--- Start Document extract ---

"Recent research has documented a clear increase in the prevalence of homogamy, or assortative mating (people of the same or similar education status and income level marrying each other). A study based on a literature review combined with decennial data from the American Community Survey showed that the association between partners’ level of education was close to zero in 1970; in every other decade through 2010, the coefficient was positive, and it kept on rising. A different database provides another perspective on this trend; it looks at marriage statistics for American women and men who married when they were “young,” that is, between the ages of twenty and thirty-five. In 1970, only 13 percent of young American men who were in the top decile of male earners married young women who were in the top decile of female earners. By 2017, that figure had risen to almost 29 percent.
At the same time, the top decile of young male earners have been much less likely to marry young women who are in the bottom decile of female earners. The rate has declined steadily from 13.4 percent to under 11 percent. In other words, high-earning young American men who in the 1970s were just as likely to marry high-earning as low-earning young women now display an almost three-to- one preference in favor of high-earning women. An even more dramatic change happened for women: the percentage of young high-earning women marrying young high-earning men increased from just under 13 percent to 26.4 percent, while the percentage of rich young women marrying poor young men halved. From having no preference between rich and poor men in the 1970s, women currently prefer rich men by a ratio of almost five to one.

--- End Document extract ---

* [Your tasks]:
1. In the passage on assortative mating, what percentage of young men in the top decile of male earners married young women in the top decile of female earners in 1970?
2. Carry on the passage about assortative mating, picking up after its last sentence.

--- Start Dataset section ---

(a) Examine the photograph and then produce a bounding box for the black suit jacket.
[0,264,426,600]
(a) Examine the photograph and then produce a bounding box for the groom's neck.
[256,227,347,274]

--- End Dataset section ---

* [Per-task outputs]:
1. 13 percent

2.
In a very ambitious 2017 paper, Pierre-André Chiappori, Bernard Salanié and Yoram Weisstried tried to explain both the rise of assortative mating and the increasing level of education among women (which contrasts with a lack of increase in educational attainment for men). They argued that highly educated women have better marriage prospects, and thus, there is a “marriage education premium,” which is perhaps as important as the usual skill premium that education provides. While the skill premium is, in principle, gender neutral, the marriage education premium is, the authors argue, much higher for women. Underlying this must be greater “pure preference” for homogamy among men because if that did not exist, the rising education level of women might be as much of a deterrence in the marriage market as an attraction.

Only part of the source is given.